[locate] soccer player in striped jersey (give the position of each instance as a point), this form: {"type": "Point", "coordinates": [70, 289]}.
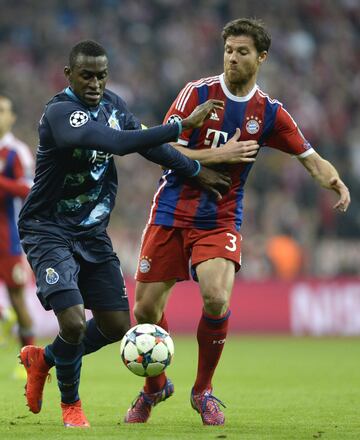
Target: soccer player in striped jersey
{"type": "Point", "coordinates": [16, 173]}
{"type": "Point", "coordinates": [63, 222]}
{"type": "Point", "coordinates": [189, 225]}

---

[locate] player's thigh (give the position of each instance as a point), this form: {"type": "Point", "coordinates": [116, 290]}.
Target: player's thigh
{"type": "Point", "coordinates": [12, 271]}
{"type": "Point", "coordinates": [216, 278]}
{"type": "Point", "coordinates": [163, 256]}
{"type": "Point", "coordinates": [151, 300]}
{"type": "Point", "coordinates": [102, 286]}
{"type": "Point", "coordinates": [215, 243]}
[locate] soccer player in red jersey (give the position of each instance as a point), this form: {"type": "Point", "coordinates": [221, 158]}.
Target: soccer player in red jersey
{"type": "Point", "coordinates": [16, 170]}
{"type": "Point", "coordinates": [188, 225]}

- [Task instructions]: Go through the material above and copy each line that holds the string "locate".

- [Expected answer]:
[locate] soccer player in striped jersey (give the position of each instance as a point), this form: {"type": "Point", "coordinates": [70, 289]}.
[locate] player's thigh (give the position of each instance as a point), this form: {"type": "Point", "coordinates": [116, 290]}.
[locate] soccer player in red jersey (give the position of each instance as a point), this form: {"type": "Point", "coordinates": [221, 158]}.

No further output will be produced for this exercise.